(PROBLEM STATEMENT): Present the lines as a Markdown table with the columns Row and Line, starting at the first line and ending at the line that contains "Segment every instance of the dog's mouth". Leave out any blank lines.

[START RECORDS PROVIDED]

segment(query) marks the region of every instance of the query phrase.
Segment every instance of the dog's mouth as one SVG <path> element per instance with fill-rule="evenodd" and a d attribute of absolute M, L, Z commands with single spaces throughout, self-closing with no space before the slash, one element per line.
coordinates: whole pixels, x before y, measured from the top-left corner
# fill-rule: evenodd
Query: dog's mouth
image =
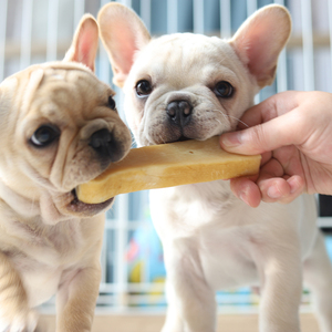
<path fill-rule="evenodd" d="M 76 189 L 73 189 L 71 193 L 72 200 L 68 205 L 68 209 L 75 214 L 83 214 L 85 216 L 94 216 L 103 210 L 105 210 L 107 207 L 111 206 L 111 204 L 114 200 L 114 197 L 98 204 L 86 204 L 83 203 L 77 198 Z"/>

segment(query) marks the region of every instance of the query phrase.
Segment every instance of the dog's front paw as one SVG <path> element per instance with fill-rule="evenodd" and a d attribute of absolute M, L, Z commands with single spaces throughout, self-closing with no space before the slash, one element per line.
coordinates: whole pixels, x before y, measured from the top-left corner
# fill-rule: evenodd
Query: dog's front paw
<path fill-rule="evenodd" d="M 38 315 L 28 308 L 27 301 L 19 303 L 15 297 L 0 301 L 0 332 L 33 332 L 37 322 Z"/>
<path fill-rule="evenodd" d="M 37 328 L 38 315 L 34 311 L 23 310 L 9 312 L 0 309 L 0 332 L 33 332 Z"/>

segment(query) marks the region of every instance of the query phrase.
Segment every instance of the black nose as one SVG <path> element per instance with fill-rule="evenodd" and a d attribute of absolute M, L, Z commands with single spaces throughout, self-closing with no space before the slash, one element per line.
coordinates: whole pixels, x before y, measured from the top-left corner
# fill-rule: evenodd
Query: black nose
<path fill-rule="evenodd" d="M 190 121 L 193 106 L 187 101 L 174 101 L 167 105 L 166 112 L 175 124 L 184 127 Z"/>
<path fill-rule="evenodd" d="M 90 146 L 105 164 L 117 162 L 123 157 L 122 145 L 107 129 L 100 129 L 93 133 L 90 138 Z"/>

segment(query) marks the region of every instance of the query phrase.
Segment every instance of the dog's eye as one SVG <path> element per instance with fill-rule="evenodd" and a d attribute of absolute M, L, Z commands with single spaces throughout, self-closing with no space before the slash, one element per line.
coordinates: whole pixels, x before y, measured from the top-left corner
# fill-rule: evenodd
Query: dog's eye
<path fill-rule="evenodd" d="M 111 107 L 112 110 L 116 108 L 116 104 L 115 104 L 115 101 L 113 100 L 112 95 L 108 96 L 108 107 Z"/>
<path fill-rule="evenodd" d="M 220 81 L 215 86 L 215 94 L 222 98 L 229 98 L 234 94 L 234 87 L 226 81 Z"/>
<path fill-rule="evenodd" d="M 138 96 L 147 96 L 152 93 L 151 83 L 146 80 L 142 80 L 136 84 L 136 93 Z"/>
<path fill-rule="evenodd" d="M 30 142 L 37 147 L 45 147 L 60 136 L 58 127 L 50 125 L 40 126 L 30 138 Z"/>

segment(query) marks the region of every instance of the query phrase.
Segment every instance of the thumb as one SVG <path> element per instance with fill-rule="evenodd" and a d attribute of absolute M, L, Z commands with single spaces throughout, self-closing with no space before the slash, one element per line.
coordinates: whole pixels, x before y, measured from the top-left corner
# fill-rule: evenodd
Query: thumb
<path fill-rule="evenodd" d="M 220 145 L 230 153 L 256 155 L 298 144 L 299 134 L 295 120 L 287 113 L 248 129 L 222 134 Z"/>

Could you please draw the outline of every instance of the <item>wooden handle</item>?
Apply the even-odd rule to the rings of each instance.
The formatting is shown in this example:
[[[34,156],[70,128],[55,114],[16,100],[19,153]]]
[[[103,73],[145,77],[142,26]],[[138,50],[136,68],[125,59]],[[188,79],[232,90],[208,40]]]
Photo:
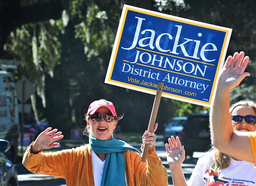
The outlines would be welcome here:
[[[151,116],[149,120],[149,123],[148,124],[148,132],[153,132],[153,130],[154,129],[154,125],[156,122],[156,115],[157,114],[158,108],[159,107],[159,104],[160,103],[160,100],[161,99],[161,96],[163,87],[164,83],[159,82],[157,87],[157,90],[156,91],[156,94],[155,98],[155,101],[153,105],[153,108],[152,109]],[[141,161],[146,162],[150,145],[150,144],[147,143],[144,145],[143,152],[142,152],[141,159],[140,160]]]

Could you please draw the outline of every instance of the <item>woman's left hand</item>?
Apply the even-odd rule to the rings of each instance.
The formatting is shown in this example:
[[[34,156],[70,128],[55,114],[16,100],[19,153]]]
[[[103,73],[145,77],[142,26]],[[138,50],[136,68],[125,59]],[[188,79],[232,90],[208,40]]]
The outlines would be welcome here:
[[[150,148],[153,147],[155,144],[156,143],[156,136],[155,133],[155,132],[158,126],[158,123],[156,123],[154,125],[154,128],[153,129],[153,132],[148,132],[148,131],[145,131],[145,132],[143,134],[142,137],[142,142],[143,144],[147,143],[149,143],[149,148]]]

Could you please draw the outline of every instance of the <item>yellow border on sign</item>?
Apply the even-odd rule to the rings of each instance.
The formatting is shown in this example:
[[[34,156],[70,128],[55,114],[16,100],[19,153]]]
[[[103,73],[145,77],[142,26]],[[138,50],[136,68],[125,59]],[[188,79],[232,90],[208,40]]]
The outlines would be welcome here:
[[[134,88],[134,89],[133,89],[139,91],[140,91],[141,90],[145,90],[147,93],[152,94],[154,94],[154,93],[155,94],[156,92],[156,90],[154,90],[150,89],[145,88],[136,85],[134,85],[132,84],[127,83],[124,83],[124,82],[113,80],[111,79],[111,77],[112,76],[112,74],[113,73],[114,66],[116,62],[116,54],[117,54],[117,52],[118,51],[118,49],[120,45],[120,41],[121,40],[121,37],[122,36],[122,34],[121,34],[123,32],[123,31],[124,29],[124,23],[126,18],[126,15],[128,11],[134,11],[136,12],[156,17],[162,18],[167,19],[169,19],[178,22],[188,24],[189,25],[194,25],[195,26],[203,27],[204,28],[206,28],[212,30],[220,31],[226,33],[225,37],[223,42],[223,45],[222,45],[222,49],[221,50],[220,54],[220,56],[219,61],[218,63],[218,65],[217,66],[216,70],[215,73],[215,77],[213,80],[212,87],[212,91],[210,93],[210,97],[209,98],[208,102],[207,102],[206,101],[204,101],[197,99],[192,99],[190,98],[186,97],[184,97],[172,94],[170,93],[168,93],[164,92],[162,93],[162,94],[163,96],[167,98],[174,98],[174,99],[178,100],[183,101],[185,101],[186,102],[188,102],[189,103],[191,103],[197,104],[199,104],[200,105],[201,105],[202,106],[209,107],[212,101],[213,94],[214,92],[215,91],[215,86],[216,84],[216,81],[218,77],[217,75],[216,75],[220,71],[220,66],[221,63],[224,63],[224,59],[223,59],[223,57],[225,56],[223,56],[223,55],[224,52],[225,52],[226,53],[226,52],[227,52],[228,47],[227,46],[226,47],[225,47],[225,46],[226,46],[226,43],[227,41],[228,41],[228,42],[229,41],[230,36],[231,34],[231,32],[232,31],[232,29],[228,28],[225,28],[224,27],[220,27],[217,25],[214,25],[215,26],[214,27],[212,26],[211,26],[212,25],[209,24],[199,22],[195,21],[193,21],[193,20],[190,20],[189,21],[188,19],[184,18],[177,18],[177,17],[176,17],[170,15],[167,16],[166,15],[166,14],[164,14],[162,13],[157,12],[154,12],[151,11],[146,10],[145,9],[143,9],[125,4],[124,6],[122,15],[120,18],[120,23],[119,23],[118,29],[116,37],[116,40],[117,39],[117,40],[116,40],[116,41],[115,42],[115,43],[114,44],[114,47],[113,48],[113,50],[115,50],[114,51],[112,51],[112,53],[111,54],[111,58],[110,59],[110,63],[111,63],[111,65],[109,66],[108,70],[108,72],[107,72],[106,75],[107,76],[106,77],[105,82],[106,82],[106,80],[107,80],[107,81],[108,82],[112,82],[113,83],[113,84],[116,86],[118,86],[118,85],[119,84],[123,85],[124,87],[127,88],[129,88],[129,87],[133,87]],[[120,23],[121,23],[121,24],[120,24]],[[113,53],[113,52],[114,52],[114,53]],[[178,57],[177,56],[175,57]],[[112,59],[112,57],[113,58],[113,59]],[[111,60],[111,59],[112,60]],[[188,59],[186,59],[187,60]],[[222,60],[223,60],[223,62],[222,62],[221,61]],[[198,62],[198,61],[195,61],[196,62]],[[110,70],[109,71],[110,68]],[[178,98],[178,99],[177,99],[176,98]],[[186,101],[186,100],[189,101]],[[197,104],[197,103],[200,103],[201,104]]]

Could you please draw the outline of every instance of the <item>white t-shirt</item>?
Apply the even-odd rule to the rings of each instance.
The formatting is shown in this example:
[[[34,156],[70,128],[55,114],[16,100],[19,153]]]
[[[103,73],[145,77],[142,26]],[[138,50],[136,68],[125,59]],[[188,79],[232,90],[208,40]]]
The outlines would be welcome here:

[END RECORDS PROVIDED]

(RESULT OF THE TASK):
| Row | Line |
|---|---|
| 1 | segment(query) marks the region of every instance of the query phrase. |
| 2 | Segment every instance of the dog's mouth as one SVG <path> element per instance with fill-rule="evenodd" and a d attribute of absolute M, L, Z commands with single spaces throughout, self-closing with no space before the slash, one element per line. |